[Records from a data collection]
****************************************

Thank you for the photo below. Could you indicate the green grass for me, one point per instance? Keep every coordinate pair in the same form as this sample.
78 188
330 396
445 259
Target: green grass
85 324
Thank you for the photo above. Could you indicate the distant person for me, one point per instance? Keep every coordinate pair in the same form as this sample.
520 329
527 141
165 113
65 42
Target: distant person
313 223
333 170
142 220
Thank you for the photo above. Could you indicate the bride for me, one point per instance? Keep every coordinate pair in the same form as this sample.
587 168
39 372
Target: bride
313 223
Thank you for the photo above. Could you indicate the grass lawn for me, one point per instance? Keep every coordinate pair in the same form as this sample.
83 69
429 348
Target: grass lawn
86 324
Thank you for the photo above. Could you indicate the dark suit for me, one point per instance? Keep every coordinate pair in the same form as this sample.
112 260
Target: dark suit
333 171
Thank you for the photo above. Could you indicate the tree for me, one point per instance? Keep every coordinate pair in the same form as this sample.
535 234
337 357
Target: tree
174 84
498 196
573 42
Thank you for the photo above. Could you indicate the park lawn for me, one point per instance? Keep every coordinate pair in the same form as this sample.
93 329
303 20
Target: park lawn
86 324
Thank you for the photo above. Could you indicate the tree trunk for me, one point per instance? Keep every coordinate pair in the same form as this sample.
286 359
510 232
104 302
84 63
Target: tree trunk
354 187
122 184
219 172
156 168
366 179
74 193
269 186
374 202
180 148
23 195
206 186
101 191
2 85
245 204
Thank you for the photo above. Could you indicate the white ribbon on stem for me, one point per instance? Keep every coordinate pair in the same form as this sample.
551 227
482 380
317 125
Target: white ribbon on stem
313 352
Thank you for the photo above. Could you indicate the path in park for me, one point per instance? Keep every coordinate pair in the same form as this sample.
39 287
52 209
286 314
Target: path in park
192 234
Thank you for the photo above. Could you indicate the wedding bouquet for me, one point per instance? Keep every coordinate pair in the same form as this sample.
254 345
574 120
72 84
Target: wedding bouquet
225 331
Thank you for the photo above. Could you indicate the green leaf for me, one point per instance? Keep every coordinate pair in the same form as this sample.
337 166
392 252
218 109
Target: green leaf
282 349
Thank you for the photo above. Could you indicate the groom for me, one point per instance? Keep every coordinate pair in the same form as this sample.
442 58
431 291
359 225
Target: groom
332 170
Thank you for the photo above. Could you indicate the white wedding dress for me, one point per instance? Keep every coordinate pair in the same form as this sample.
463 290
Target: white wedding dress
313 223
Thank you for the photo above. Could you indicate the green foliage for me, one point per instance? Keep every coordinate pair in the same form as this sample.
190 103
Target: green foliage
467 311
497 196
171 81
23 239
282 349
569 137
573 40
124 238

****************************************

_Exercise_
Transcribe all of the data above line for line, without changing any wording or numbers.

_Reply_
Thank you for the photo below. Could you indicate the green grass for me, one point per instance? Keep every coordinate pair in the same form as this sample.
78 188
330 396
445 259
Target: green grass
85 324
Thank you for the photo above. Could you indicate the distant person for me, one point per instance? Keep every coordinate pair in the same form as this sample.
520 329
527 141
165 113
65 42
Target: distant person
313 223
333 170
142 220
Thank you for the photo above. Could you indicate the bride for me, one point per instance? Keep every coordinate pair in the same form as this sample.
587 168
39 372
Target: bride
313 223
Thank you for the photo above. Could you indicate the grass lawn for me, one point per instance? Keep every coordinate pair in the same form as this sample.
83 69
429 348
Target: grass lawn
86 324
Thank you for the photo above. Could you indicate the dark suit for me, one point per instance? Keep every coordinate pair in the same form as this sample.
112 260
Target: dark suit
333 171
Thank you for the photo above. Could you indicate the tree for me, one point per instance? Keep every coordinate pair in the same form as this sample.
535 234
337 357
Target: tree
174 84
498 196
573 42
Thank you for the photo above. Could you indicate the park lawn for me, one point per instance? Keep every coordinate pair in the same form as this sample.
93 329
303 20
Target: park lawn
86 324
Thank you for the photo above. Could you indicate the tree trunk for me, one point per instance? Keep every coordinate pair in the same form as this sample.
286 359
510 232
104 302
84 63
Target: tree trunk
354 187
122 184
219 172
156 168
366 179
74 193
269 186
374 202
180 148
23 195
206 186
101 191
2 85
245 204
Thank you for the photo above. Could you indicate the white ribbon on stem for me, one point per instance? Keep every coordinate pair in the same form as this sample.
551 227
482 380
317 125
Target: white ribbon on stem
313 352
Thank you for the photo above. Could you indicate the path in park for me, one point per instance? Keep every coordinate pair in the same form as this sample.
39 287
52 209
286 314
Target: path in park
192 234
Thank you for the photo above. Could you indicate the wedding bouquet for me, one point per instance? Keep every coordinate pair in the same form as this sample.
254 345
574 120
72 84
Target: wedding bouquet
225 331
Thank you for the photo above. Could you indicate the green leaf for me, one point per instance? Keep every coordinate pair in the same form as this sample.
337 166
392 252
218 109
Target: green leaf
282 349
Thank you for the photo above. Could you indicate the groom for me, one point per instance? Keep every coordinate pair in the same form as this sample.
442 58
431 291
359 225
Target: groom
332 170
Thank you for the photo above. Could you indicate the white wedding dress for me, one point per instance? Keep every coordinate pair in the same form as this sample.
463 290
Target: white wedding dress
313 223
Thank you for the photo above. Could you indicate the green foliage for me, one point per instance? Keep every coordinate pair in the same form as this sample.
190 103
Target: green foliage
467 311
497 196
171 81
23 239
282 349
569 137
573 40
124 238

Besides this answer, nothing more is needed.